BEGIN

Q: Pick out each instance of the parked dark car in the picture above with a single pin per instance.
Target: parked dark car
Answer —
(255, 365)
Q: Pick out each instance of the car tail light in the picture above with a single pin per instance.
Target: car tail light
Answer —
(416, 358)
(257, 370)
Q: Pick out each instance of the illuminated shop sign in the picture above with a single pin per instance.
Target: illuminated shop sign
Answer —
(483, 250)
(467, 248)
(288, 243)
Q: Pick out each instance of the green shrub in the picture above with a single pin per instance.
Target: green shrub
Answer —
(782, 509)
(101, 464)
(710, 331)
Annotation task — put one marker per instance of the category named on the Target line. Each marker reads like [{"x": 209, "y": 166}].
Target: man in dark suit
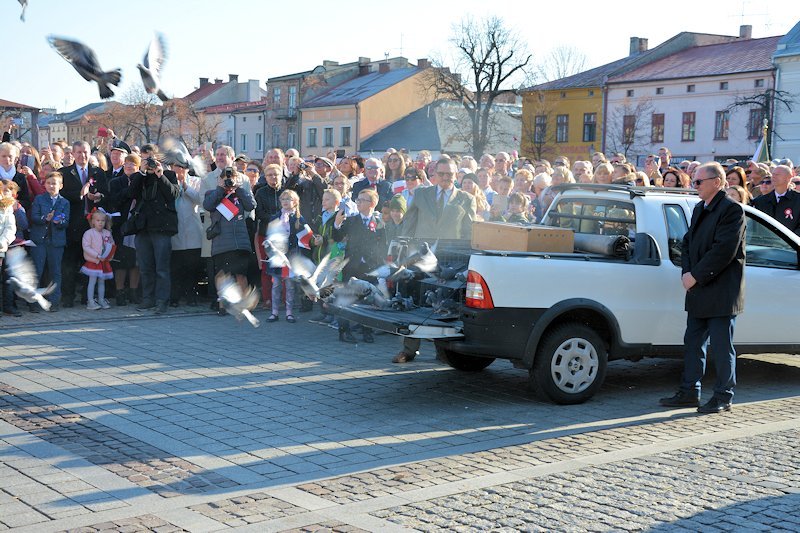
[
  {"x": 783, "y": 204},
  {"x": 365, "y": 250},
  {"x": 373, "y": 179},
  {"x": 712, "y": 257},
  {"x": 77, "y": 179}
]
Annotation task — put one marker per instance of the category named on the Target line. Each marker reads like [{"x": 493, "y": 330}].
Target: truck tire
[
  {"x": 570, "y": 364},
  {"x": 460, "y": 361}
]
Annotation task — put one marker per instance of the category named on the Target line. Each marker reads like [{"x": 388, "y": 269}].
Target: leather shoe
[
  {"x": 681, "y": 398},
  {"x": 714, "y": 405},
  {"x": 403, "y": 357},
  {"x": 346, "y": 336}
]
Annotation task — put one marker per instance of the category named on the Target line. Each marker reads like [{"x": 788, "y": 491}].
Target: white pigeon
[
  {"x": 151, "y": 65},
  {"x": 316, "y": 282},
  {"x": 82, "y": 59},
  {"x": 22, "y": 277},
  {"x": 237, "y": 303}
]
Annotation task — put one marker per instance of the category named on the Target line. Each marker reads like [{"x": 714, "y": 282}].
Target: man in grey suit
[{"x": 438, "y": 212}]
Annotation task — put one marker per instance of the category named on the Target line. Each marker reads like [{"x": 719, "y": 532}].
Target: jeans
[
  {"x": 45, "y": 254},
  {"x": 719, "y": 331},
  {"x": 153, "y": 251}
]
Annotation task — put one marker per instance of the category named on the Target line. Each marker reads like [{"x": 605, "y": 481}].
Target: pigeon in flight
[
  {"x": 151, "y": 66},
  {"x": 236, "y": 302},
  {"x": 22, "y": 277},
  {"x": 82, "y": 59},
  {"x": 316, "y": 282}
]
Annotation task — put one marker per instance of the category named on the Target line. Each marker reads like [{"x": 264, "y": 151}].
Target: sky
[{"x": 262, "y": 39}]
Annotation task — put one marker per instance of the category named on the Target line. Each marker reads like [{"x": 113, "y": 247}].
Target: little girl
[{"x": 98, "y": 249}]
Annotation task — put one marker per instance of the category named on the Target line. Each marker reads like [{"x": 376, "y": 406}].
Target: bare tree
[
  {"x": 629, "y": 127},
  {"x": 489, "y": 57},
  {"x": 561, "y": 62}
]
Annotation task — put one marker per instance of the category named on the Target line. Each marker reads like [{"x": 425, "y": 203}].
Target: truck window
[
  {"x": 594, "y": 216},
  {"x": 676, "y": 229},
  {"x": 766, "y": 248}
]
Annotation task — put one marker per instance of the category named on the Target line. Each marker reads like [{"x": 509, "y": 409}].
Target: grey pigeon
[
  {"x": 22, "y": 278},
  {"x": 82, "y": 59},
  {"x": 316, "y": 282},
  {"x": 151, "y": 65},
  {"x": 236, "y": 302}
]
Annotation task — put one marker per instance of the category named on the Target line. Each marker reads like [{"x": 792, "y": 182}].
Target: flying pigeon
[
  {"x": 82, "y": 58},
  {"x": 22, "y": 278},
  {"x": 316, "y": 282},
  {"x": 151, "y": 66},
  {"x": 235, "y": 302}
]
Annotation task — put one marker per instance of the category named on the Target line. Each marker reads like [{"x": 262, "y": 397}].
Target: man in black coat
[
  {"x": 81, "y": 201},
  {"x": 365, "y": 250},
  {"x": 712, "y": 257},
  {"x": 783, "y": 204}
]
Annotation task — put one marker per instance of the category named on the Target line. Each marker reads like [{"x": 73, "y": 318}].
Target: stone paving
[{"x": 199, "y": 423}]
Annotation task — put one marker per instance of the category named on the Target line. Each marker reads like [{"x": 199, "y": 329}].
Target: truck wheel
[
  {"x": 570, "y": 364},
  {"x": 460, "y": 361}
]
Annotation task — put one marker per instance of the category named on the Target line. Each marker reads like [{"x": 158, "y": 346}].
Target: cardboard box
[{"x": 515, "y": 238}]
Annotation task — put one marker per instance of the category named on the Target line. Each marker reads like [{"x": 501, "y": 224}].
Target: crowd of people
[{"x": 120, "y": 215}]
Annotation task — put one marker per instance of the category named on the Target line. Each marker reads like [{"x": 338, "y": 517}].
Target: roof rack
[{"x": 634, "y": 191}]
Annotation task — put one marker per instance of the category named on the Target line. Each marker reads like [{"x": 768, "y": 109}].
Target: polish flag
[
  {"x": 304, "y": 237},
  {"x": 227, "y": 208}
]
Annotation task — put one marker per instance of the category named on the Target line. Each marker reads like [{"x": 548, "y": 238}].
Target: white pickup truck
[{"x": 563, "y": 316}]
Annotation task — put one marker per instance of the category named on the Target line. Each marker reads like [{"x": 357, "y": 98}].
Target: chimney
[{"x": 638, "y": 45}]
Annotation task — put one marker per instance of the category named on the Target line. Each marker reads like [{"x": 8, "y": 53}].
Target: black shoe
[
  {"x": 146, "y": 306},
  {"x": 681, "y": 398},
  {"x": 714, "y": 405},
  {"x": 346, "y": 336}
]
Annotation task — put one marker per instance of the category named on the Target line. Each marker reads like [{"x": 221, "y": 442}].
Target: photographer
[
  {"x": 154, "y": 194},
  {"x": 230, "y": 240}
]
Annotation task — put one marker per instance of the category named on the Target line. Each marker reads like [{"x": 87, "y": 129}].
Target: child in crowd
[
  {"x": 98, "y": 248},
  {"x": 288, "y": 221},
  {"x": 49, "y": 221}
]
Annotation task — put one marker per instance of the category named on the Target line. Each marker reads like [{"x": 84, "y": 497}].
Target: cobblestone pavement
[{"x": 199, "y": 423}]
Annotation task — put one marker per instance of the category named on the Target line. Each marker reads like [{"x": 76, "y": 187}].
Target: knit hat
[{"x": 398, "y": 202}]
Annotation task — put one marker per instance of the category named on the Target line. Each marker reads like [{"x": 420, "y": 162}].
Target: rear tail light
[{"x": 478, "y": 295}]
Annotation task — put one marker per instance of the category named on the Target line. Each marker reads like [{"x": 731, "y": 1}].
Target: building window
[
  {"x": 687, "y": 129},
  {"x": 657, "y": 128},
  {"x": 562, "y": 128},
  {"x": 276, "y": 136},
  {"x": 755, "y": 124},
  {"x": 628, "y": 129},
  {"x": 540, "y": 129},
  {"x": 589, "y": 127},
  {"x": 722, "y": 121}
]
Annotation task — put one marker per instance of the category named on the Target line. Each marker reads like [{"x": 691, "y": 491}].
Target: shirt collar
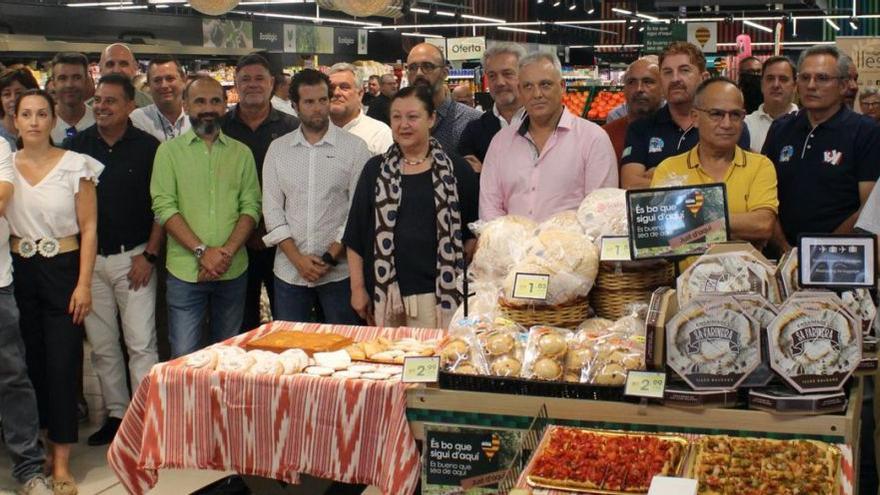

END

**PROBLEM STATEMENT**
Scan the material above and copy every line that holds the string "parked".

**REPLY TO THE EXERCISE**
Q: Pick out each instance of the parked dark car in the picture above with a single pin per instance.
Target: parked dark car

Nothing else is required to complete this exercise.